Output the records. Match them exactly.

-- Start Input material --

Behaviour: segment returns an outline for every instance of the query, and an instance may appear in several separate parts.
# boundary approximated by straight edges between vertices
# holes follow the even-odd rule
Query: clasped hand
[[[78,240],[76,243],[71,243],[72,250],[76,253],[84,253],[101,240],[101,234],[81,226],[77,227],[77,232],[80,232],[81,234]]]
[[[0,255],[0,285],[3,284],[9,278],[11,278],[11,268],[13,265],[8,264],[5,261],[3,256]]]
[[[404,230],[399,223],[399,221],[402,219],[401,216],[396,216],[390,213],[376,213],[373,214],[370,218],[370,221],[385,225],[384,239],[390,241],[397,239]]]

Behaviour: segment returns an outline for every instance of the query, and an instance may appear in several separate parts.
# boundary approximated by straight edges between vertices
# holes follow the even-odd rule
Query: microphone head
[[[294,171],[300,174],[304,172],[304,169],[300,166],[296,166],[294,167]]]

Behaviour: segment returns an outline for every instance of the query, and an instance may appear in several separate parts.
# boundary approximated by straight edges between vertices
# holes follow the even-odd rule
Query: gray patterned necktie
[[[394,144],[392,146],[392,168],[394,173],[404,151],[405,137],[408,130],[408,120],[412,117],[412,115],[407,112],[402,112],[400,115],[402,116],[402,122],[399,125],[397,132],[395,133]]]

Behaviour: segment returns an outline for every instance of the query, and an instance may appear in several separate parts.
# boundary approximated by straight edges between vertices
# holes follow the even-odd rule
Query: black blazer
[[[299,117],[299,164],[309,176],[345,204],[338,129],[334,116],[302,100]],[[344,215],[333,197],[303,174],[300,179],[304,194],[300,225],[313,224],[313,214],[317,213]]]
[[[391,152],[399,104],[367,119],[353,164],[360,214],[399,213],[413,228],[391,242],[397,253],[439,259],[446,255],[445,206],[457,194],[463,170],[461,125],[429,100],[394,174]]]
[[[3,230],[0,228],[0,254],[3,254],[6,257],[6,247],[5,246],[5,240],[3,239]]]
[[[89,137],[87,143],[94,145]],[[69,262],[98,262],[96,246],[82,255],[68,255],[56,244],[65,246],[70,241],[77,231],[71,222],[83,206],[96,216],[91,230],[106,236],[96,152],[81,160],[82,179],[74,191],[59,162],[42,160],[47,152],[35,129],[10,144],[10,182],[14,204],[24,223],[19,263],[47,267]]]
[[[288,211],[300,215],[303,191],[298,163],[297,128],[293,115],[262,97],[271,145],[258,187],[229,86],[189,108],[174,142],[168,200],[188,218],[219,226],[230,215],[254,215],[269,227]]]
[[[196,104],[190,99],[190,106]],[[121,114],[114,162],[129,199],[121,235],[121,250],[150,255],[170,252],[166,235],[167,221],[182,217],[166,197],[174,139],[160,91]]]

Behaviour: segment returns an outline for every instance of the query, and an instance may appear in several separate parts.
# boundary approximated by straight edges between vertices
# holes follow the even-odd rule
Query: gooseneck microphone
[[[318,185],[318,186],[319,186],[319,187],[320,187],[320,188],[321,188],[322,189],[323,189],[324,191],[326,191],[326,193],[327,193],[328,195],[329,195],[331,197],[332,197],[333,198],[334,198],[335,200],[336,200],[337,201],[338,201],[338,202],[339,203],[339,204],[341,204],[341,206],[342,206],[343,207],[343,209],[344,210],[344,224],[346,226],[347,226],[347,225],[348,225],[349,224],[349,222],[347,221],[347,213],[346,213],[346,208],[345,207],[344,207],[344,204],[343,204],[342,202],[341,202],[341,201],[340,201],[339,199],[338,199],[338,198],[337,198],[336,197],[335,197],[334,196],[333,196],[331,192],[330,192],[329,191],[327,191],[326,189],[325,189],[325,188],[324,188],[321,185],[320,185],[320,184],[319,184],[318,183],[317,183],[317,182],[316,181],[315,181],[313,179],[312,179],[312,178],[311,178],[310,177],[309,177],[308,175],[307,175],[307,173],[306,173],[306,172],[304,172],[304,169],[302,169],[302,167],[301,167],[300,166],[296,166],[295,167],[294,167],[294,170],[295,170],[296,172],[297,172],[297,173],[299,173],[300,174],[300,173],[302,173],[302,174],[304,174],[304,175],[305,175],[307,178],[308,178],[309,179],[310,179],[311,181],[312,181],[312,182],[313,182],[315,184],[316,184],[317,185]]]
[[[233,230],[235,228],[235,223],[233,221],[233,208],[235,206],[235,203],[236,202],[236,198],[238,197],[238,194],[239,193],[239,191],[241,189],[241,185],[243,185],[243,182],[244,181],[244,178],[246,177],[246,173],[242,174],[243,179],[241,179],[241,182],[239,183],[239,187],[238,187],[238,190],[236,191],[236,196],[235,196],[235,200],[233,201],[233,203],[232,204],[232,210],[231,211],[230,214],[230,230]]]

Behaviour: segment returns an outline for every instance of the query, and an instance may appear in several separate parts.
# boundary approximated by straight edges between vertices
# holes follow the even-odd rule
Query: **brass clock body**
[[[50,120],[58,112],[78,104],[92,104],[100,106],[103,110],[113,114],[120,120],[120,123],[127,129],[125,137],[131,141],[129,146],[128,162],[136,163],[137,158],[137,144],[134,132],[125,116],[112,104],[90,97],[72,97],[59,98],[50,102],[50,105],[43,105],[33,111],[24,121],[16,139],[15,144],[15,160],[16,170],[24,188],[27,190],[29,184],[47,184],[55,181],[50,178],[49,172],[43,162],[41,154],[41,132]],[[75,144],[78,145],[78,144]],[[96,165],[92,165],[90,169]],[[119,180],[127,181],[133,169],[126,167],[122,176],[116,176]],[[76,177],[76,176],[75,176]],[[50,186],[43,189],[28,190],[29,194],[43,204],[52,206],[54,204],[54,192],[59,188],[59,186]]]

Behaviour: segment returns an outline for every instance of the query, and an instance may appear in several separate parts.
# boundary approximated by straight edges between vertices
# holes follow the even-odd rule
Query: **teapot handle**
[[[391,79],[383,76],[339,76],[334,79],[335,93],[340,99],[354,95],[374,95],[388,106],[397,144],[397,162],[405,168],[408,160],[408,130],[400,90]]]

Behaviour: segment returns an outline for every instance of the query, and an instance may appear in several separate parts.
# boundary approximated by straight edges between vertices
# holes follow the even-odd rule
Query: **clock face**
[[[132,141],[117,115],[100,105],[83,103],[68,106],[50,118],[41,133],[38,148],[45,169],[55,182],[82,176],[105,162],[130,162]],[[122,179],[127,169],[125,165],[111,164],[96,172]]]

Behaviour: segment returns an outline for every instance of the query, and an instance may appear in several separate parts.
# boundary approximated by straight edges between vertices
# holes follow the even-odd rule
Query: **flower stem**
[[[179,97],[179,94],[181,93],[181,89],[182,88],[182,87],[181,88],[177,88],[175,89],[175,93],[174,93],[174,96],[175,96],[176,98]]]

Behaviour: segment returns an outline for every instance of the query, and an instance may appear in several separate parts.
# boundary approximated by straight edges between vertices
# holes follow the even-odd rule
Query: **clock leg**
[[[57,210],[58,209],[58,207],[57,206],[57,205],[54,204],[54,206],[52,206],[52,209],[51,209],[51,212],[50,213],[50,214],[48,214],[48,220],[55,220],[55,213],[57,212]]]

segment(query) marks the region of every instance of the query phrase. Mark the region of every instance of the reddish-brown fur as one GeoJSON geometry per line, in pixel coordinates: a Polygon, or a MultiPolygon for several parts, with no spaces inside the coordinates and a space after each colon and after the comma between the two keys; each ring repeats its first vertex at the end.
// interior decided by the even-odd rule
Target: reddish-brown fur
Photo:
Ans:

-- End Input material --

Answer for the task
Behaviour: segment returns an outline for every instance of the query, and an instance may appear in several separate parts.
# boundary approximated by straight edges between vertices
# holes follow the even-odd rule
Query: clasped hand
[[[78,240],[76,243],[71,243],[72,250],[76,253],[84,253],[101,240],[101,234],[81,226],[77,227],[77,232],[80,232],[81,234]]]
[[[0,255],[0,285],[3,284],[9,278],[11,278],[11,268],[13,265],[8,264],[5,261],[3,256]]]
[[[404,230],[399,223],[399,221],[402,219],[401,216],[396,216],[390,213],[376,213],[373,214],[370,218],[370,221],[385,225],[384,239],[390,241],[397,239]]]

Behaviour: segment returns an outline for every instance of the query, and an instance may appear in several separate parts.
# boundary approximated by straight edges between vertices
# holes follow the even-odd rule
Query: microphone head
[[[294,171],[300,174],[304,172],[304,169],[300,166],[296,166],[294,167]]]

Behaviour: segment returns an outline for every instance of the query, and an instance may appear in several separate parts.
# boundary approximated by straight edges between vertices
# holes follow the even-odd rule
Query: gray patterned necktie
[[[394,144],[392,146],[392,168],[394,173],[404,151],[405,137],[408,130],[408,120],[412,117],[412,115],[407,112],[402,112],[400,115],[402,116],[402,122],[399,125],[397,132],[395,133]]]

Behaviour: segment returns an outline for every instance of the query, and an instance may appear in several separate parts.
# boundary approximated by straight edges between vertices
# holes follow the even-odd rule
Query: black blazer
[[[299,117],[299,164],[309,176],[345,204],[338,129],[334,116],[302,100]],[[344,215],[333,197],[303,174],[300,179],[304,194],[300,225],[313,224],[313,214],[317,213]]]
[[[391,152],[399,104],[367,119],[353,164],[360,214],[399,213],[413,228],[391,242],[397,253],[439,259],[446,255],[445,206],[457,194],[463,170],[461,125],[429,100],[394,174]]]
[[[3,230],[0,228],[0,254],[3,254],[6,257],[6,247],[5,246],[5,240],[3,239]]]
[[[89,137],[87,143],[94,145]],[[69,262],[98,262],[96,246],[82,255],[68,255],[56,244],[65,246],[70,241],[77,231],[71,222],[83,206],[96,216],[91,230],[106,236],[96,152],[81,160],[82,179],[74,191],[59,162],[42,160],[47,152],[35,129],[10,144],[10,182],[14,204],[24,223],[19,263],[47,267]]]
[[[288,211],[300,215],[303,191],[298,163],[297,128],[293,115],[262,97],[271,145],[258,187],[229,86],[189,108],[174,142],[168,200],[188,218],[219,226],[230,215],[254,215],[269,227]]]
[[[196,104],[190,99],[190,106]],[[121,114],[114,162],[129,199],[121,235],[121,250],[150,255],[170,252],[166,235],[167,221],[182,217],[166,197],[174,139],[160,91]]]

Behaviour: segment returns an outline for every instance of the query, and an instance may appear in several separate parts.
# boundary approximated by straight edges between vertices
# holes follow the even-odd rule
Query: gooseneck microphone
[[[318,185],[318,186],[319,186],[319,187],[320,187],[320,188],[321,188],[322,189],[323,189],[324,191],[326,191],[326,193],[327,193],[328,195],[329,195],[331,197],[332,197],[333,198],[334,198],[335,200],[336,200],[337,201],[338,201],[338,202],[339,203],[339,204],[341,204],[341,206],[342,206],[343,207],[343,209],[344,210],[344,224],[346,226],[347,226],[347,225],[348,225],[349,224],[349,222],[347,221],[347,213],[346,213],[346,208],[345,207],[344,207],[344,204],[343,204],[342,202],[341,202],[341,201],[340,201],[339,199],[338,199],[338,198],[337,198],[336,197],[335,197],[334,196],[333,196],[331,192],[330,192],[329,191],[327,191],[326,189],[325,189],[325,188],[324,188],[321,185],[320,185],[320,184],[319,184],[318,183],[317,183],[317,182],[316,181],[315,181],[313,179],[312,179],[312,178],[311,178],[310,177],[309,177],[308,175],[307,175],[307,173],[306,173],[306,172],[304,172],[304,169],[302,169],[302,167],[301,167],[300,166],[296,166],[295,167],[294,167],[294,170],[295,170],[296,172],[297,172],[297,173],[299,173],[300,174],[300,173],[302,173],[302,174],[304,174],[304,175],[305,175],[307,178],[308,178],[309,179],[310,179],[311,181],[312,181],[312,182],[313,182],[315,184],[316,184],[317,185]]]
[[[233,230],[235,228],[235,223],[233,221],[233,208],[235,206],[235,203],[236,202],[236,198],[238,197],[238,194],[239,193],[239,191],[241,189],[241,185],[243,185],[243,182],[244,181],[244,178],[246,177],[246,173],[242,174],[243,179],[241,179],[241,182],[239,183],[239,187],[238,187],[238,190],[236,191],[236,196],[235,196],[235,200],[233,201],[233,203],[232,204],[232,210],[231,211],[230,214],[230,230]]]

Behaviour: segment returns an outline for every instance of the query, and an instance may appear in several separate parts.
# boundary approximated by straight edges between vertices
# holes follow the even-odd rule
Query: **brass clock body**
[[[50,120],[58,112],[78,104],[92,104],[100,106],[103,110],[113,114],[120,120],[120,123],[127,129],[125,137],[131,141],[129,146],[128,162],[136,163],[137,158],[137,144],[134,132],[125,116],[112,104],[90,97],[72,97],[59,98],[50,102],[50,105],[43,105],[33,111],[24,121],[16,139],[15,144],[15,160],[16,170],[24,188],[27,190],[29,184],[47,184],[55,181],[50,178],[49,172],[43,162],[41,154],[41,132]],[[75,144],[78,145],[78,144]],[[96,165],[92,165],[90,169]],[[119,180],[127,181],[133,169],[126,167],[122,176],[116,176]],[[76,177],[76,176],[75,176]],[[50,186],[43,189],[28,190],[29,194],[43,204],[52,206],[54,204],[54,192],[59,188],[59,186]]]

Behaviour: segment returns an outline for every instance of the query, and an instance may appear in several separate parts.
# boundary approximated by straight edges between vertices
# holes follow the even-odd rule
Query: **teapot handle**
[[[391,79],[383,76],[339,76],[334,79],[335,93],[340,99],[354,95],[374,95],[388,106],[397,144],[397,162],[405,168],[408,160],[408,130],[400,90]]]

Behaviour: segment returns an outline for every instance of the query, and an instance may appear in several separate parts.
# boundary approximated by straight edges between vertices
# holes follow the even-odd rule
Query: **clock face**
[[[132,141],[117,115],[100,105],[83,103],[68,106],[50,118],[41,133],[38,148],[45,169],[55,182],[82,176],[105,162],[130,162]],[[122,179],[127,169],[125,165],[111,164],[96,172]]]

Behaviour: segment returns an outline for every instance of the query, and an instance may appear in several separate parts.
# boundary approximated by straight edges between vertices
# holes follow the even-odd rule
Query: **flower stem**
[[[179,97],[179,94],[181,93],[181,89],[182,88],[182,87],[181,88],[177,88],[175,89],[175,93],[174,93],[174,96],[175,96],[176,98]]]

Behaviour: segment returns an outline for every instance of the query, and an instance may appear in several separate parts.
# boundary approximated by straight edges between vertices
# holes follow the even-odd rule
Query: **clock leg**
[[[57,210],[58,209],[58,207],[57,206],[57,205],[54,204],[54,206],[52,206],[52,209],[51,209],[51,212],[50,213],[50,214],[48,214],[48,220],[55,220],[55,213],[57,212]]]

segment(query) marks the region of every instance of the query phrase. Mark the region of every instance of the reddish-brown fur as one GeoJSON geometry per line, in pixel coordinates: a Polygon, or a MultiPolygon for several parts, with no spaces inside the coordinates and a space after each colon and after the comma between the two keys; each ring repeats its first vertex at the end.
// interior decided by the even-odd rule
Target: reddish-brown fur
Photo:
Ans:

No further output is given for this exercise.